Given records START

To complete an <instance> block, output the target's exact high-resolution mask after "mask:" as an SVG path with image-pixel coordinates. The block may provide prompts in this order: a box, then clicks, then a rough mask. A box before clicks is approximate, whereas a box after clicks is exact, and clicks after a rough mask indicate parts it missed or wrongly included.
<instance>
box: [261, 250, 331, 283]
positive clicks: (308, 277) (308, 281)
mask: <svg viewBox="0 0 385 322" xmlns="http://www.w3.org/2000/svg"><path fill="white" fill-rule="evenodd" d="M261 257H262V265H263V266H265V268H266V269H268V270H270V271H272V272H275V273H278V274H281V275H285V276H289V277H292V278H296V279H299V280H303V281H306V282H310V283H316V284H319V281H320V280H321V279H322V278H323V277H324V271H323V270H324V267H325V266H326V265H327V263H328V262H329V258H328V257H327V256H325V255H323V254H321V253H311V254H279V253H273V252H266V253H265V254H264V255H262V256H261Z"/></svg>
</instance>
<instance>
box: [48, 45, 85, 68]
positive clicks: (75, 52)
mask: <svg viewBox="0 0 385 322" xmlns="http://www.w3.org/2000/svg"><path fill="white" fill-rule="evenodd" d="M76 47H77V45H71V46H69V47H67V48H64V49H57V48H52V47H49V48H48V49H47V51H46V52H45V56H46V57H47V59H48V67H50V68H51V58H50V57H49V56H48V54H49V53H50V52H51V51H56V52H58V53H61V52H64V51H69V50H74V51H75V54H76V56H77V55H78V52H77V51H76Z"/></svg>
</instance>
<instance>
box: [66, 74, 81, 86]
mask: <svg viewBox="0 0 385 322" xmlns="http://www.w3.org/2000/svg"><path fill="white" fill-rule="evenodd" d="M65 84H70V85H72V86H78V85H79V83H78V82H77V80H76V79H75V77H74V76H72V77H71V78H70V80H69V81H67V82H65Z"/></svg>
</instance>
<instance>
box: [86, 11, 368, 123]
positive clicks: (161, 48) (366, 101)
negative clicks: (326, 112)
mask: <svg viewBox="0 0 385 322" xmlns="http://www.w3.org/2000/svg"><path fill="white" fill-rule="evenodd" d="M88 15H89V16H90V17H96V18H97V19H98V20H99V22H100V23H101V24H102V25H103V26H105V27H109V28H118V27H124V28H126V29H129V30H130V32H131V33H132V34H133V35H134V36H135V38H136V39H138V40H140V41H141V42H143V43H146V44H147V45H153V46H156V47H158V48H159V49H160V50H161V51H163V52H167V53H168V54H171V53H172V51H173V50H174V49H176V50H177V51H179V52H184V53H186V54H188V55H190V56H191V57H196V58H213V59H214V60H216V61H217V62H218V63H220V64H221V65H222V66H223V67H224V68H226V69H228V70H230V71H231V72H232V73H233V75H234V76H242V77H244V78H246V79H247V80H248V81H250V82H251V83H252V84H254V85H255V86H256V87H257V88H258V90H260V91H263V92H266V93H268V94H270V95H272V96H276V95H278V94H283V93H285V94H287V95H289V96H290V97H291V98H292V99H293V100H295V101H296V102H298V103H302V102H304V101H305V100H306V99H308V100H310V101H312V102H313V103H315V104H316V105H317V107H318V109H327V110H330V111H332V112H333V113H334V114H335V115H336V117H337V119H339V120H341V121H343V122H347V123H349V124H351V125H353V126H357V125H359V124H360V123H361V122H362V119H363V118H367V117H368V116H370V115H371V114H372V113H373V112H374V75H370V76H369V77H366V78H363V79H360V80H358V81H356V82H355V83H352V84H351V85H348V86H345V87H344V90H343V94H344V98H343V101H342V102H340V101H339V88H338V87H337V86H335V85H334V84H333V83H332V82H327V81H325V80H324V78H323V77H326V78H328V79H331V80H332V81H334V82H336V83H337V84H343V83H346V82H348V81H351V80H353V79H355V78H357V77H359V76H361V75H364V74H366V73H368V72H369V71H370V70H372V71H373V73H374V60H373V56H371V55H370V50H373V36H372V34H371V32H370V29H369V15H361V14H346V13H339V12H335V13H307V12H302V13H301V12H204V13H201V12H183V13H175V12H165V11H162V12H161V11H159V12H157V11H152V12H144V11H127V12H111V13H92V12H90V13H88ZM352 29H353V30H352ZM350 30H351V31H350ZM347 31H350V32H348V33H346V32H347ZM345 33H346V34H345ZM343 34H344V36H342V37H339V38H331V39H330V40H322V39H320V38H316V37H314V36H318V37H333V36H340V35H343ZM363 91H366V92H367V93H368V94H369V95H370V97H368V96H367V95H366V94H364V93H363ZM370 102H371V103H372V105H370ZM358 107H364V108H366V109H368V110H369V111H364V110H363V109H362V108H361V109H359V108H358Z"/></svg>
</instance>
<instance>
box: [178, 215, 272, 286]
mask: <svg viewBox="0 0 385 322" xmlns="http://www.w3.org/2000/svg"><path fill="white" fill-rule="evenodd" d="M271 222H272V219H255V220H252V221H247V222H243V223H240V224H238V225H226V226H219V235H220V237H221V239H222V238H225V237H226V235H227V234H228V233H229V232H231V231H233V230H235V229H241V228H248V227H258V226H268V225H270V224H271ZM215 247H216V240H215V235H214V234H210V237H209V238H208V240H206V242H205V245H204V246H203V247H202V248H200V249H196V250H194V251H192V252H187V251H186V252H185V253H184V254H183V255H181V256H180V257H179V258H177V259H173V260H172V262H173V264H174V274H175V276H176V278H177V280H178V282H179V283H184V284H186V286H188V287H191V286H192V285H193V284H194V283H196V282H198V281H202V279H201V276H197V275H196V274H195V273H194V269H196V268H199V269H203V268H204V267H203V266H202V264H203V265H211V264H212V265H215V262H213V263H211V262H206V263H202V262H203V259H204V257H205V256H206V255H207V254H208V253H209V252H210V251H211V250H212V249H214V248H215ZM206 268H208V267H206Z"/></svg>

Given records END

Every record must be transcribed exactly as written.

To complete an <instance> block, output the target's exact high-resolution mask after "mask:" as an SVG path with image-pixel coordinates. The block may provide prompts in this order: a box, then clicks, then a rough mask. A box before clicks is approximate, whereas a box after clicks is exact, and clicks after a rough mask indicate parts it missed or wrongly included.
<instance>
box: [261, 250, 331, 283]
positive clicks: (308, 277) (308, 281)
mask: <svg viewBox="0 0 385 322" xmlns="http://www.w3.org/2000/svg"><path fill="white" fill-rule="evenodd" d="M261 257H262V265H263V266H265V268H266V269H268V270H270V271H272V272H275V273H278V274H281V275H285V276H289V277H292V278H296V279H299V280H303V281H306V282H310V283H316V284H319V281H320V280H321V279H322V278H323V277H324V271H323V270H324V267H325V266H326V265H327V263H328V262H329V258H328V257H327V256H325V255H323V254H321V253H311V254H279V253H273V252H266V253H265V254H264V255H262V256H261Z"/></svg>
</instance>
<instance>
box: [48, 45, 85, 68]
positive clicks: (75, 52)
mask: <svg viewBox="0 0 385 322" xmlns="http://www.w3.org/2000/svg"><path fill="white" fill-rule="evenodd" d="M76 47H77V45H71V46H69V47H67V48H64V49H57V48H52V47H49V48H48V49H47V51H46V52H45V56H46V57H47V59H48V67H50V68H51V58H50V57H49V56H48V54H49V53H50V52H51V51H56V52H58V53H61V52H64V51H69V50H74V51H75V54H76V56H77V55H78V52H77V51H76Z"/></svg>
</instance>
<instance>
box: [66, 74, 81, 86]
mask: <svg viewBox="0 0 385 322" xmlns="http://www.w3.org/2000/svg"><path fill="white" fill-rule="evenodd" d="M65 84H70V85H72V86H78V85H79V83H78V82H77V80H76V79H75V77H74V76H72V77H71V78H70V80H69V81H67V82H65Z"/></svg>
</instance>
<instance>
box: [86, 11, 368, 123]
positive clicks: (161, 48) (366, 101)
negative clicks: (326, 112)
mask: <svg viewBox="0 0 385 322" xmlns="http://www.w3.org/2000/svg"><path fill="white" fill-rule="evenodd" d="M88 15H89V16H90V17H96V18H97V19H98V20H99V22H100V23H101V24H102V25H103V26H105V27H109V28H118V27H124V28H126V29H129V30H130V32H131V33H132V34H133V35H134V36H135V38H136V39H138V40H140V41H141V42H143V43H146V44H147V45H153V46H156V47H158V48H159V49H160V50H161V51H163V52H167V53H168V54H171V53H172V51H173V50H174V49H176V50H177V51H179V52H184V53H186V54H188V55H190V56H191V57H196V58H213V59H214V60H216V61H217V62H218V63H220V64H221V65H222V66H223V67H224V68H226V69H228V70H230V71H231V72H232V73H233V75H234V76H242V77H244V78H246V79H247V80H248V81H250V82H251V83H252V84H254V85H255V86H256V87H257V88H258V90H260V91H263V92H266V93H268V94H270V95H272V96H276V95H278V94H283V93H285V94H287V95H289V96H290V97H291V98H292V99H293V100H295V101H296V102H298V103H302V102H304V101H305V100H306V99H308V100H310V101H312V102H313V103H315V104H316V105H317V107H318V109H327V110H330V111H332V112H333V113H334V114H335V115H336V117H337V119H339V120H341V121H343V122H347V123H349V124H351V125H353V126H357V125H359V124H360V123H361V122H362V119H363V118H367V117H368V116H370V115H371V114H372V113H373V112H374V75H370V76H369V77H366V78H363V79H360V80H358V81H356V82H355V83H352V84H351V85H348V86H345V87H344V90H343V94H344V98H343V101H342V102H340V101H339V88H338V87H337V86H335V85H334V84H333V83H332V82H327V81H325V80H324V78H323V77H326V78H328V79H331V80H332V81H334V82H336V83H337V84H343V83H346V82H348V81H351V80H353V79H355V78H357V77H359V76H361V75H364V74H366V73H368V72H369V71H370V70H372V71H373V73H374V60H373V56H371V55H370V50H373V36H372V34H371V32H370V29H369V15H361V14H346V13H339V12H335V13H307V12H302V13H301V12H204V13H201V12H183V13H175V12H165V11H162V12H161V11H159V12H157V11H152V12H144V11H127V12H111V13H92V12H90V13H88ZM352 29H353V30H352ZM350 30H351V31H350ZM347 31H350V32H348V33H346V32H347ZM345 33H346V34H345ZM343 34H344V36H342V37H339V38H331V39H330V40H322V39H320V38H316V37H314V36H318V37H333V36H340V35H343ZM363 91H366V92H367V93H368V94H369V95H370V97H368V96H367V95H366V94H364V93H363ZM370 102H371V103H372V105H370ZM358 107H364V108H366V109H368V110H369V111H364V110H363V109H362V108H361V109H359V108H358Z"/></svg>
</instance>
<instance>
box: [178, 215, 272, 286]
mask: <svg viewBox="0 0 385 322" xmlns="http://www.w3.org/2000/svg"><path fill="white" fill-rule="evenodd" d="M271 222H272V219H255V220H252V221H247V222H243V223H240V224H238V225H226V226H219V235H220V237H221V239H222V238H225V237H226V235H227V234H228V233H229V232H231V231H233V230H235V229H241V228H248V227H258V226H268V225H270V224H271ZM215 247H216V240H215V235H214V234H210V237H209V238H208V240H206V242H205V245H204V246H203V247H202V248H200V249H196V250H194V251H192V252H187V251H186V252H185V253H184V254H183V255H181V256H180V257H179V258H177V259H173V260H172V262H173V264H174V274H175V276H176V278H177V280H178V282H179V283H184V284H186V286H188V287H191V286H192V285H193V284H194V283H196V282H198V281H202V279H201V276H197V275H196V274H195V273H194V269H196V268H199V269H203V268H204V267H203V266H202V264H203V265H211V264H212V265H215V262H213V263H211V262H206V263H202V262H203V259H204V257H205V256H206V255H207V254H208V253H209V252H210V251H211V250H212V249H214V248H215ZM206 268H208V267H206Z"/></svg>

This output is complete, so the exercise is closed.